> [What to produce]: Exactly as written, copy the lines of the data below from the first through the one containing "outline --target=rose bouquet".

> [Saved data entries]:

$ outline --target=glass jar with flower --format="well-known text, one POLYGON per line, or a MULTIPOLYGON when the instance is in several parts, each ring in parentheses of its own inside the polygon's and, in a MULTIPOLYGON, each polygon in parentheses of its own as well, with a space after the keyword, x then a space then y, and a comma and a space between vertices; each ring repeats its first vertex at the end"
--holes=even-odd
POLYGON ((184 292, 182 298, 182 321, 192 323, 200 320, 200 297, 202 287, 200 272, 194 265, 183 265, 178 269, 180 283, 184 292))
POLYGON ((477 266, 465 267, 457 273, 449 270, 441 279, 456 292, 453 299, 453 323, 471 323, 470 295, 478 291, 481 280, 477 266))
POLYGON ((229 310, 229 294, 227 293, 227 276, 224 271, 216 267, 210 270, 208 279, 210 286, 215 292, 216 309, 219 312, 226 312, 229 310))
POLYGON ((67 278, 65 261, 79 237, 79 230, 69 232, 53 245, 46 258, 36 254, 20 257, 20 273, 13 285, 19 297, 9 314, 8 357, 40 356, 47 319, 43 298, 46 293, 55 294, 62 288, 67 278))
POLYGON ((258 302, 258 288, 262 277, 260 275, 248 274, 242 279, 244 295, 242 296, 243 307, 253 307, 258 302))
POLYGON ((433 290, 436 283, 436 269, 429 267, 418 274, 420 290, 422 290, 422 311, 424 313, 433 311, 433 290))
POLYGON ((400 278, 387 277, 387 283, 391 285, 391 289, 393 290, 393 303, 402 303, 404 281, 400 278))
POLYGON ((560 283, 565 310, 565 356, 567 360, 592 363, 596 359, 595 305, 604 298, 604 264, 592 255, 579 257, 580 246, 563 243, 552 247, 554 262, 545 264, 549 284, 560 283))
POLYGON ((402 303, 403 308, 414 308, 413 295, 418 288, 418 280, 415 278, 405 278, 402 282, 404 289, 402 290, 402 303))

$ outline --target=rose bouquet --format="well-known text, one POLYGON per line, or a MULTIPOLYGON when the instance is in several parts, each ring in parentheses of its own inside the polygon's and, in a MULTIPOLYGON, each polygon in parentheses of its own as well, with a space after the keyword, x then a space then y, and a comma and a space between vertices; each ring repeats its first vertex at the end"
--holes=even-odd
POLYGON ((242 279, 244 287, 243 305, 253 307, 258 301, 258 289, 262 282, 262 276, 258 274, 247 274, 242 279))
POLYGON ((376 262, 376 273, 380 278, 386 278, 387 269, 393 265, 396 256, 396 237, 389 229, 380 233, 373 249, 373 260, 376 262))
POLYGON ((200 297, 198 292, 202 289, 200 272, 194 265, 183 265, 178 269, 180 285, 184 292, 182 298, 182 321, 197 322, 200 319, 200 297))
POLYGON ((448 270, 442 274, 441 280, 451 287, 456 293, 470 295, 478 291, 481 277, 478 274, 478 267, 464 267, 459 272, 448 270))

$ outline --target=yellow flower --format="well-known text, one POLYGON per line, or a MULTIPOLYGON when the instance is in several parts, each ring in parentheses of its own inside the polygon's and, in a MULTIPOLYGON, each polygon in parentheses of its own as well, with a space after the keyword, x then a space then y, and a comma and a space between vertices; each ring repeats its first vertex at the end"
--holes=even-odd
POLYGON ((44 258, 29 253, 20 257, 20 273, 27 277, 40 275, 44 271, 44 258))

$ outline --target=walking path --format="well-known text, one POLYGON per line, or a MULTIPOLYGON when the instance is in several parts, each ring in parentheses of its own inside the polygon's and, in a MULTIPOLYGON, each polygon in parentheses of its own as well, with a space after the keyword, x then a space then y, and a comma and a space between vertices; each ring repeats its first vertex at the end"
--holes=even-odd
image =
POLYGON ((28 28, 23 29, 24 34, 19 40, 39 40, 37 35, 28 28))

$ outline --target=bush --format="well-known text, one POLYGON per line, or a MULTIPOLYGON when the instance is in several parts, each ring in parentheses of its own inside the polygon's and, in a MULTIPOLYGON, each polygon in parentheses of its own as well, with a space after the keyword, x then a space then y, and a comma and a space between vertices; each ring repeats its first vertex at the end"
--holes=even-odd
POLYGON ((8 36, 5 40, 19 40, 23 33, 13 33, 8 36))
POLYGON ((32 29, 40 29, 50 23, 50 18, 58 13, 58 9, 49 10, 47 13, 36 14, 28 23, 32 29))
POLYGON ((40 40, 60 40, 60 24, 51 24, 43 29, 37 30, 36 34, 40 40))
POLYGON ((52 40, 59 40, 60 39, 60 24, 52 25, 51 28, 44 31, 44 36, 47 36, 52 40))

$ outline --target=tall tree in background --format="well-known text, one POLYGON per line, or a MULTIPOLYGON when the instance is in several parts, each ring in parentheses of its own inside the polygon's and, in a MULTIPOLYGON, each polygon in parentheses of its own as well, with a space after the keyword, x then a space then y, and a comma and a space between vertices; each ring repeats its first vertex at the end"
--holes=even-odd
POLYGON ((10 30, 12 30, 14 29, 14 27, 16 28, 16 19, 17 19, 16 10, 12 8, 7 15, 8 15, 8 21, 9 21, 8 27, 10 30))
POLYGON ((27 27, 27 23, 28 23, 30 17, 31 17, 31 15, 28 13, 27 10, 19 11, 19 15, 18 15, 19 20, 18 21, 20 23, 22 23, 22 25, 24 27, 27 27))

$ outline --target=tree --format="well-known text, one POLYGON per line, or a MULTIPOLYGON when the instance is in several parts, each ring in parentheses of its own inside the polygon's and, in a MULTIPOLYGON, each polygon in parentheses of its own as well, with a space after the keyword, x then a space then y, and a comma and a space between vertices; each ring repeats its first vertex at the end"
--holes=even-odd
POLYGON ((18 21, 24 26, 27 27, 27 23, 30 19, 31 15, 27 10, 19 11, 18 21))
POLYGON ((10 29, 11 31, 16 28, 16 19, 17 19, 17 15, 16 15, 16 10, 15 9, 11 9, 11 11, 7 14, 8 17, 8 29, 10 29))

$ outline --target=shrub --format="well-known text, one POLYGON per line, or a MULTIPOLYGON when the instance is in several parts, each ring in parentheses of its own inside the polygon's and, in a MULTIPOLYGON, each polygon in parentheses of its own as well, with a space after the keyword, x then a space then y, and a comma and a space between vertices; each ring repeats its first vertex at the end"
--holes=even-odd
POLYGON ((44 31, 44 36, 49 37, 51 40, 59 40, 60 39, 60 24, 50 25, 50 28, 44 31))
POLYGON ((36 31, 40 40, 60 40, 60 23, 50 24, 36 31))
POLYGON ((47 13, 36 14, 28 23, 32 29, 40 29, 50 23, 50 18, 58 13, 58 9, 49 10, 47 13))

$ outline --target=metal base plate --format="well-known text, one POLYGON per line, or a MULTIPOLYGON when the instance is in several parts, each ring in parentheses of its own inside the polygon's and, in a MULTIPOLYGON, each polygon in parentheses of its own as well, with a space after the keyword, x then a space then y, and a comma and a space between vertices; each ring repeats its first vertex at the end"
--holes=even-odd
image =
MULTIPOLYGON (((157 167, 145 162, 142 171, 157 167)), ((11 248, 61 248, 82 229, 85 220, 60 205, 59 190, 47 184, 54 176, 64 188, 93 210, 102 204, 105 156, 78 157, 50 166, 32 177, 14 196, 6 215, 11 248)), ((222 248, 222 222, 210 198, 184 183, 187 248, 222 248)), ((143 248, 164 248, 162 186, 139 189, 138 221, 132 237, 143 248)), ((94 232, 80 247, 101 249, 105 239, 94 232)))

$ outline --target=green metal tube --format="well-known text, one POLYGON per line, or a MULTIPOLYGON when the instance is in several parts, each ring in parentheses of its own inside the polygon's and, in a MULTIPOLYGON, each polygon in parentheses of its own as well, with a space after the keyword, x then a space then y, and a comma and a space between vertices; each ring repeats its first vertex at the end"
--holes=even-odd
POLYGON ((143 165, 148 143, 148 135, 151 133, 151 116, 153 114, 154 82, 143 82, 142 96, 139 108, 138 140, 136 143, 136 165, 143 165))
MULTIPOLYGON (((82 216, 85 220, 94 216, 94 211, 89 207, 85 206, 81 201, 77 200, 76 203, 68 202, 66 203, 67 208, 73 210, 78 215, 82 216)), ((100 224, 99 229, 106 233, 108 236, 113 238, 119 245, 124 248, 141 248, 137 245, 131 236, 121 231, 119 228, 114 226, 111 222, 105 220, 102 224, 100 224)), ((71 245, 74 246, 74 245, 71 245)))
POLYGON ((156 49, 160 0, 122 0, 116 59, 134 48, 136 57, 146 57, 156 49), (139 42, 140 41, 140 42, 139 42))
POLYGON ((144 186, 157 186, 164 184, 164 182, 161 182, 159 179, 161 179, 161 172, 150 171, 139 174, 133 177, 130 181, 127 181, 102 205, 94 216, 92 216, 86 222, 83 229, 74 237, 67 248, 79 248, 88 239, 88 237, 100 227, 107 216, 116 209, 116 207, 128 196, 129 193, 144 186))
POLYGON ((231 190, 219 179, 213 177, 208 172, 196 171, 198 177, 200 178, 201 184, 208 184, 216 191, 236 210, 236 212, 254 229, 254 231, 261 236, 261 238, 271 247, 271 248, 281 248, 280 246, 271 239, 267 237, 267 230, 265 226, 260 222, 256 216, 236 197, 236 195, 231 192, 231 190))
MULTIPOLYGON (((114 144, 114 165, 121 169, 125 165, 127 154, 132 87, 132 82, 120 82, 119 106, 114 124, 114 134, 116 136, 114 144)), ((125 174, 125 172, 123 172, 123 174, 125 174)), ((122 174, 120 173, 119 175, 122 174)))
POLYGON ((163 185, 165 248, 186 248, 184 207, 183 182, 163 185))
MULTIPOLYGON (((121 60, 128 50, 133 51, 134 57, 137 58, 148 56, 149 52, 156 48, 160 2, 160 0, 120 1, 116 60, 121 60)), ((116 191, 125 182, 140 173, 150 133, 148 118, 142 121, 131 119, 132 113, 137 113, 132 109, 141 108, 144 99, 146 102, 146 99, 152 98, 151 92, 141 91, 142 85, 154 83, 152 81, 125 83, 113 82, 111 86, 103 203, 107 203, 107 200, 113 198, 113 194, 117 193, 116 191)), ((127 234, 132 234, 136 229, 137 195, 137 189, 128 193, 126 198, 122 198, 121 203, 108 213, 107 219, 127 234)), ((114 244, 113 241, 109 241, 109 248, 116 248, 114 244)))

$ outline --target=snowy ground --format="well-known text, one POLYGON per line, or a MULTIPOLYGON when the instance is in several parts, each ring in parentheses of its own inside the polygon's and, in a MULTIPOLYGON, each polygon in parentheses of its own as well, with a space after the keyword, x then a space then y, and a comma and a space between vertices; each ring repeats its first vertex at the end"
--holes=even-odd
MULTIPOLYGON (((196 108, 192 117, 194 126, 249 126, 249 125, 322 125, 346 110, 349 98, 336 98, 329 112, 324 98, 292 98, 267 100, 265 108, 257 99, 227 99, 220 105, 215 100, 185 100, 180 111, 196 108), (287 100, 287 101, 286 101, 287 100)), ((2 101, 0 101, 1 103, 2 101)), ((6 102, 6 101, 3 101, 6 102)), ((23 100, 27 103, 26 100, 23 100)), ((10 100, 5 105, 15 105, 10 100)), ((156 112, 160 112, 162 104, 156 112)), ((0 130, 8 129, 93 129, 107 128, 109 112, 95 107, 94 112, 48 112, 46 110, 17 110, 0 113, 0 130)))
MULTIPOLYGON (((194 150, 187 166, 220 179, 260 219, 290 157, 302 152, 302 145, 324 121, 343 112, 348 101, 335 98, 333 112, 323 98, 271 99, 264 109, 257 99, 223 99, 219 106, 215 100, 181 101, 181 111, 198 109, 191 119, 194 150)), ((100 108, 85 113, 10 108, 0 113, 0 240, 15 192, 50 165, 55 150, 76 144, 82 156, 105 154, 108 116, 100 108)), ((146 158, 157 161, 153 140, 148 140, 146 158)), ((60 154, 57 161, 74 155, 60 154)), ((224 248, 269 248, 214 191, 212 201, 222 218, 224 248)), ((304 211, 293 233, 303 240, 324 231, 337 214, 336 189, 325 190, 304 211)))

> [Answer space]:
$ outline --target=glass jar with flower --format="well-known text, one POLYGON per line, or a MULTIPOLYGON when the instance is in several parts, each ring in parentheses of its own inside the polygon's and, in a MULTIPOLYGON, each polygon in parentheses of its own as well, with a space after the keyword, x then a space then y, and a comma and a space between vertices; each ring repeats its first vertex at the end"
--holes=even-odd
POLYGON ((184 292, 182 298, 182 321, 192 323, 200 320, 200 297, 202 287, 200 272, 194 265, 183 265, 178 269, 180 283, 184 292))
POLYGON ((477 266, 465 267, 457 273, 449 270, 441 279, 456 292, 453 299, 453 323, 471 323, 470 295, 478 291, 481 280, 477 266))
POLYGON ((229 310, 229 294, 227 293, 227 276, 224 271, 216 267, 210 270, 208 279, 210 286, 215 292, 216 309, 219 312, 226 312, 229 310))
POLYGON ((67 278, 65 261, 79 237, 79 230, 69 232, 53 245, 46 258, 36 254, 20 257, 20 273, 13 285, 19 297, 9 314, 8 357, 40 356, 47 319, 43 298, 46 293, 55 294, 62 288, 67 278))
POLYGON ((258 302, 258 288, 262 277, 260 275, 248 274, 242 279, 244 295, 242 296, 243 307, 253 307, 258 302))
POLYGON ((433 290, 436 283, 436 269, 429 267, 418 274, 420 290, 422 290, 422 311, 424 313, 433 311, 433 290))
POLYGON ((400 278, 387 277, 387 283, 391 285, 391 289, 393 290, 393 303, 402 303, 404 281, 400 278))
POLYGON ((560 283, 565 310, 565 356, 567 360, 592 363, 596 359, 595 305, 604 298, 604 264, 592 255, 579 257, 580 246, 563 243, 552 247, 554 262, 545 264, 549 284, 560 283))
POLYGON ((402 303, 403 308, 414 308, 413 295, 418 288, 418 280, 415 278, 405 278, 402 282, 404 289, 402 290, 402 303))

$ outline --target=rose bouquet --format="well-known text, one POLYGON per line, or a MULTIPOLYGON when the instance is in several parts, each ring in parentheses of its own inside the polygon's and, in a MULTIPOLYGON, each polygon in parentheses of its own as well, with a space after the keyword, x then a space then y, and a comma and a space between vertices; each ring repeats its first vertex at the end"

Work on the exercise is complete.